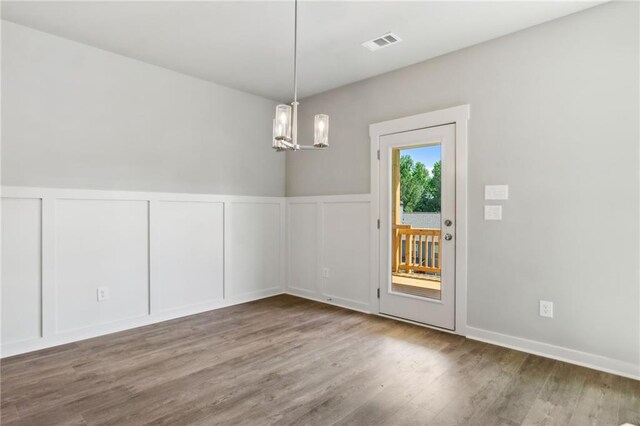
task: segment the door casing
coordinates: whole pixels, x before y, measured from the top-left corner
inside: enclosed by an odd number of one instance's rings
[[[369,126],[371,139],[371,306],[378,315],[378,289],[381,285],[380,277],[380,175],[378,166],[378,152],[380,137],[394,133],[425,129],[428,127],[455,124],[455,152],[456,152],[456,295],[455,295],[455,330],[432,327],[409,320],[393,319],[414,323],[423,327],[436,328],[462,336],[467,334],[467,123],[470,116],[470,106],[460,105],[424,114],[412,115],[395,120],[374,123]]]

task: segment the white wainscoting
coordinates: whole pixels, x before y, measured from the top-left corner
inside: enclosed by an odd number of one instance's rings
———
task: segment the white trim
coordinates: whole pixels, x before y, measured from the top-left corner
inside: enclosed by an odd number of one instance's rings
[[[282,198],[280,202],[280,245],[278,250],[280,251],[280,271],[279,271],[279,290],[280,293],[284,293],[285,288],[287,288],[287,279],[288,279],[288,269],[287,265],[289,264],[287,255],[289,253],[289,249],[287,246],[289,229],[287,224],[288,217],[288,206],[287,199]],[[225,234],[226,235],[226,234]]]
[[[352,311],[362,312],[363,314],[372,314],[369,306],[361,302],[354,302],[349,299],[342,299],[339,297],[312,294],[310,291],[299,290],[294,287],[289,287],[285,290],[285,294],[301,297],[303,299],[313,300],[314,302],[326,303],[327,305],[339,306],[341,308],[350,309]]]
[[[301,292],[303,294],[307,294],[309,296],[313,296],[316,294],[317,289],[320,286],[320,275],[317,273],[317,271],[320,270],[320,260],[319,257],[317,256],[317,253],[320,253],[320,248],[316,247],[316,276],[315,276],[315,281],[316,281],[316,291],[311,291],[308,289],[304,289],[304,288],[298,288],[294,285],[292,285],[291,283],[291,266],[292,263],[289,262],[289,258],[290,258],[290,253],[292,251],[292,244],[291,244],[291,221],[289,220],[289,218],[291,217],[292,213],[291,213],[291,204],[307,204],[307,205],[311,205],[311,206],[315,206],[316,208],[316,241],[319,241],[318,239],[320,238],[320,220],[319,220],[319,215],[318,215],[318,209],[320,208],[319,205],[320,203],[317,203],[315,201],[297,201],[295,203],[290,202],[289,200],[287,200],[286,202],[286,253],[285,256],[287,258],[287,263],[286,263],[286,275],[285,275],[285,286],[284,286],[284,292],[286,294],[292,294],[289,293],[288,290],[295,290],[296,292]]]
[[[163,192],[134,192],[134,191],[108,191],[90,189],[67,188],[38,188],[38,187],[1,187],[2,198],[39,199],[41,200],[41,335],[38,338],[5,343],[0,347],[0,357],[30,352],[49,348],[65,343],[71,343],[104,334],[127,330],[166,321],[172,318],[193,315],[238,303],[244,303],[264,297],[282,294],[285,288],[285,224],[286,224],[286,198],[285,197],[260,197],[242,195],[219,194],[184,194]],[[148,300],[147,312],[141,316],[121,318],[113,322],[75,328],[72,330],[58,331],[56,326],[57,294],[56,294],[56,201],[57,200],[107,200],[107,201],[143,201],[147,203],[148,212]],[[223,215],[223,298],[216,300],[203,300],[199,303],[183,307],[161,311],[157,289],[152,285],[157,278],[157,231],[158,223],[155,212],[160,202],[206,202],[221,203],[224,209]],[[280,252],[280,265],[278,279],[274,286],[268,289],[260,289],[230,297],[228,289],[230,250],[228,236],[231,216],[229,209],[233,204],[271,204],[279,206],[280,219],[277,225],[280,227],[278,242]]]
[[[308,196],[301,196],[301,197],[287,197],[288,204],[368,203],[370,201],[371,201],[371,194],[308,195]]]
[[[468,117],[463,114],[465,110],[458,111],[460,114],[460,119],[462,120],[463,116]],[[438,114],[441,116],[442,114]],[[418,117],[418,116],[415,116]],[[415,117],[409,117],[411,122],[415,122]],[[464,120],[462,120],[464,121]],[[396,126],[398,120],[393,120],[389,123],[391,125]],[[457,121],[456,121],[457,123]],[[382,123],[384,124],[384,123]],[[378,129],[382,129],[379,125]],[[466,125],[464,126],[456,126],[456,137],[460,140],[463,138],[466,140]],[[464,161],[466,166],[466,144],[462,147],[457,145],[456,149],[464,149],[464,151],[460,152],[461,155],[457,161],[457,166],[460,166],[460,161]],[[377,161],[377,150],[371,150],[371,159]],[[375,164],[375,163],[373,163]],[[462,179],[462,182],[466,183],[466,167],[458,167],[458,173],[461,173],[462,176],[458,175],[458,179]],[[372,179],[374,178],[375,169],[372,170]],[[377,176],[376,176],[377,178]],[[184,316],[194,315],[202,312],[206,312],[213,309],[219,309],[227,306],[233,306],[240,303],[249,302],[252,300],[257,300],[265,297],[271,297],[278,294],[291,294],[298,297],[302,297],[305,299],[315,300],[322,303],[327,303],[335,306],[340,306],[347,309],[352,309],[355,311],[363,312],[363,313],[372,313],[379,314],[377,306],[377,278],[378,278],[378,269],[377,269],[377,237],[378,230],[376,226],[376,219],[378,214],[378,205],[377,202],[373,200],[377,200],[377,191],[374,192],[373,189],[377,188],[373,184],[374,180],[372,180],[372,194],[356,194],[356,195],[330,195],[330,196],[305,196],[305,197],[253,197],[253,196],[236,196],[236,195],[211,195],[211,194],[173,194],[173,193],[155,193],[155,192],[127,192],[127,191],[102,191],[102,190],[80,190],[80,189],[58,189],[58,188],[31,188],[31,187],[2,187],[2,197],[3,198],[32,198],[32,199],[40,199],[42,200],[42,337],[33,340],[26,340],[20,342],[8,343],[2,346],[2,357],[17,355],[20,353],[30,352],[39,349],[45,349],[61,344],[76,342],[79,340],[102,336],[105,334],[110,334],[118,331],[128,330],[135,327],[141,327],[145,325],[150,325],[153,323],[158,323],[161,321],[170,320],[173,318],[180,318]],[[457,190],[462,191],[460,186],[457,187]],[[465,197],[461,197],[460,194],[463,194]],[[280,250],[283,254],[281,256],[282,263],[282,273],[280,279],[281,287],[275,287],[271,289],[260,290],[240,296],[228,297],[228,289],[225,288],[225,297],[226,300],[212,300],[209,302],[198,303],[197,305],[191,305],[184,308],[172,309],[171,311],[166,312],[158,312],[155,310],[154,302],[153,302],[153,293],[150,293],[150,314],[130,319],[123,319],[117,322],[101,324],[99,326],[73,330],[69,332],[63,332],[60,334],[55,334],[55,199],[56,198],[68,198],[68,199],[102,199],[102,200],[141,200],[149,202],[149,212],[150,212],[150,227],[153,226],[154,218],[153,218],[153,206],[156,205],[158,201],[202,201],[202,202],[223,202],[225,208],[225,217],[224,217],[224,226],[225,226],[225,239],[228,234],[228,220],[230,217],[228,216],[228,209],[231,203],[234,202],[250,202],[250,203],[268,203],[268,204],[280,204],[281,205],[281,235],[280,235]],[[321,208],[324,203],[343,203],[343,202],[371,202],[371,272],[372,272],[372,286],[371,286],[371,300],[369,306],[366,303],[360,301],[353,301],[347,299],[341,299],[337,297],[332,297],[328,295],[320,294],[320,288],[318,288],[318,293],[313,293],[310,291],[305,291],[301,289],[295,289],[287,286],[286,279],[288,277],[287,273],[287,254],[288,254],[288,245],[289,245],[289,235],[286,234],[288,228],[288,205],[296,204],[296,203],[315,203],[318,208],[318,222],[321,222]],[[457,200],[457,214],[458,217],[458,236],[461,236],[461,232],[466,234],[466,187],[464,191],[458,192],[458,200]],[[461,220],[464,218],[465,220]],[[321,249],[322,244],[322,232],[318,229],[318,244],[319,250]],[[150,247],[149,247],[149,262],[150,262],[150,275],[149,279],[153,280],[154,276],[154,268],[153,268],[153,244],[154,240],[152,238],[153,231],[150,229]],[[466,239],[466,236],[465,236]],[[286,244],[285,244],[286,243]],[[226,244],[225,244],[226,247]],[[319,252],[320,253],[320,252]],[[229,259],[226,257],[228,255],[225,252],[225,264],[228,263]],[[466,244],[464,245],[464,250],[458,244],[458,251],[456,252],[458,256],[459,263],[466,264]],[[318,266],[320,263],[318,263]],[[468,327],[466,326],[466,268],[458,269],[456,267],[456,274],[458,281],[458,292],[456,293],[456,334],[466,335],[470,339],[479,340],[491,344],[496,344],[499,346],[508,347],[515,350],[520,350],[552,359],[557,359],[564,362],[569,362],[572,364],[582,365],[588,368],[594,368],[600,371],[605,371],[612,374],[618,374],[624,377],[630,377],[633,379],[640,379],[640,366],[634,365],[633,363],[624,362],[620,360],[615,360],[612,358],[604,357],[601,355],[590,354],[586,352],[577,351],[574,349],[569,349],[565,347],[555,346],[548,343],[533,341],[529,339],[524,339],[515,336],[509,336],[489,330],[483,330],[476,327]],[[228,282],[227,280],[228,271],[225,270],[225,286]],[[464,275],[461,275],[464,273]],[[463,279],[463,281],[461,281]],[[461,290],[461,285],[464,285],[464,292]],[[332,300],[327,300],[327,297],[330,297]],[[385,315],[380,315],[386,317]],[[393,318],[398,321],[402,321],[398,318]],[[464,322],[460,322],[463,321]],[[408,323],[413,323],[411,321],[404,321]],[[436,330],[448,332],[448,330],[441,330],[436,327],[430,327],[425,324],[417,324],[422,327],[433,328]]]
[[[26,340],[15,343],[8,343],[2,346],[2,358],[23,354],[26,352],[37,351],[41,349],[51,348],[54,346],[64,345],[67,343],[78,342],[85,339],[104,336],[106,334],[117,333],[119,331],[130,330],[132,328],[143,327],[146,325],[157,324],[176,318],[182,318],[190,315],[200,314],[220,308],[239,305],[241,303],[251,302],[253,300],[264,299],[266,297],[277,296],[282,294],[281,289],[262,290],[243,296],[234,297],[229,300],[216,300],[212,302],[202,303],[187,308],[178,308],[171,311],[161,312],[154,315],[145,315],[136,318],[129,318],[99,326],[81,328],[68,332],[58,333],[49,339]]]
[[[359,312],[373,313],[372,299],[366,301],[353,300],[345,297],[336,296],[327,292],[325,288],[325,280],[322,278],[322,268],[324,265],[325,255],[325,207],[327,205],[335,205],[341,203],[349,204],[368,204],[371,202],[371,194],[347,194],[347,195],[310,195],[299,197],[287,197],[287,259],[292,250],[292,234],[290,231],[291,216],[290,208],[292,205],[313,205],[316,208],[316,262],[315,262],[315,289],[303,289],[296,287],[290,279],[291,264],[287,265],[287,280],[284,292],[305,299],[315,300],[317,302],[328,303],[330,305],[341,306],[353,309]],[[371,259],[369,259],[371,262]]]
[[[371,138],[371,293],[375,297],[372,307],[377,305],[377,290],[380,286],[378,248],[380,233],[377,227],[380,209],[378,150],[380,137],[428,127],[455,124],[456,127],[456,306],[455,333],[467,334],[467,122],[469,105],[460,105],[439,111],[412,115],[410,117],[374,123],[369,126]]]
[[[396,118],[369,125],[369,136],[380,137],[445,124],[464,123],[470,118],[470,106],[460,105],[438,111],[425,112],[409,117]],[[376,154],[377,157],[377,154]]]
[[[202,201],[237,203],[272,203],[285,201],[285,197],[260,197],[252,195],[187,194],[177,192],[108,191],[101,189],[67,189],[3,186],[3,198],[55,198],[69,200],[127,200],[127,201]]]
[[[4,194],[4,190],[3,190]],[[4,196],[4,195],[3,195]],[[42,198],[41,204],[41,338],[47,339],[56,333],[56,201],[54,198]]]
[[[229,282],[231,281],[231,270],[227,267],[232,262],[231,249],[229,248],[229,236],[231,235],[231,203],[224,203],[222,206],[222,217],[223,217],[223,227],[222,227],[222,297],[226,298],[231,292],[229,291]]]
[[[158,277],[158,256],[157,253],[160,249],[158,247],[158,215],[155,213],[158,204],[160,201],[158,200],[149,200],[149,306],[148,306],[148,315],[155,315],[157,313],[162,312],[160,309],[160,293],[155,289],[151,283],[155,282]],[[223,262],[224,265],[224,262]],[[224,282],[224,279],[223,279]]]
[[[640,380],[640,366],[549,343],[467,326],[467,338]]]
———
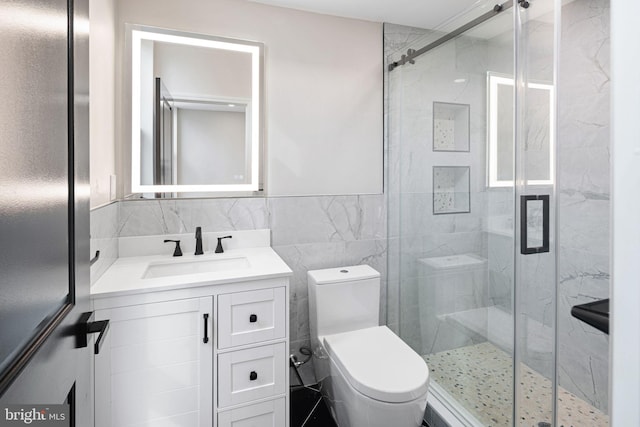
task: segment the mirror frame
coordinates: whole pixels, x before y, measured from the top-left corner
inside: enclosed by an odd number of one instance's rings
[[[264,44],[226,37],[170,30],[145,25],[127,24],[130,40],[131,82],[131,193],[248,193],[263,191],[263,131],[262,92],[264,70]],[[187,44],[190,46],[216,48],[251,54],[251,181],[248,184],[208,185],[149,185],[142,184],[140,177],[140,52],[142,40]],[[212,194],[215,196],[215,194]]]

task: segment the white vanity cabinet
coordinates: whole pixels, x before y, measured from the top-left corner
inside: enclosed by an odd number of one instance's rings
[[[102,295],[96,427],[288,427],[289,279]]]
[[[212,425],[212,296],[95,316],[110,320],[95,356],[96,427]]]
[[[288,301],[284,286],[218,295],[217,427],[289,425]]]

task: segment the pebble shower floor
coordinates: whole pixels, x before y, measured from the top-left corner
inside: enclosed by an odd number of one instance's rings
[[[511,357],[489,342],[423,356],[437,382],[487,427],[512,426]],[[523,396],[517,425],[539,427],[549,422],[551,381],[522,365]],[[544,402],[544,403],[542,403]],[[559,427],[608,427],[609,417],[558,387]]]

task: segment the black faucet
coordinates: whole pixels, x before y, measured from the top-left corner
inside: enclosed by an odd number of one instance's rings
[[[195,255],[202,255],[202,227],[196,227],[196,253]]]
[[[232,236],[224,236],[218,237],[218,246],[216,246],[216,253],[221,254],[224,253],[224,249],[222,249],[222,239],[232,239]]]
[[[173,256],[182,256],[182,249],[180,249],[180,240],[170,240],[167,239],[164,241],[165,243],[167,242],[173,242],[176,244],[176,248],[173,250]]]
———
• _What is expected_
Return each line from the material that includes the string "task".

• _Reply to the exercise_
task: segment the door casing
task: segment the white wainscoting
task: segment the white trim
task: segment the mirror frame
task: segment the white vanity cabinet
task: segment the pebble shower floor
task: segment the black faucet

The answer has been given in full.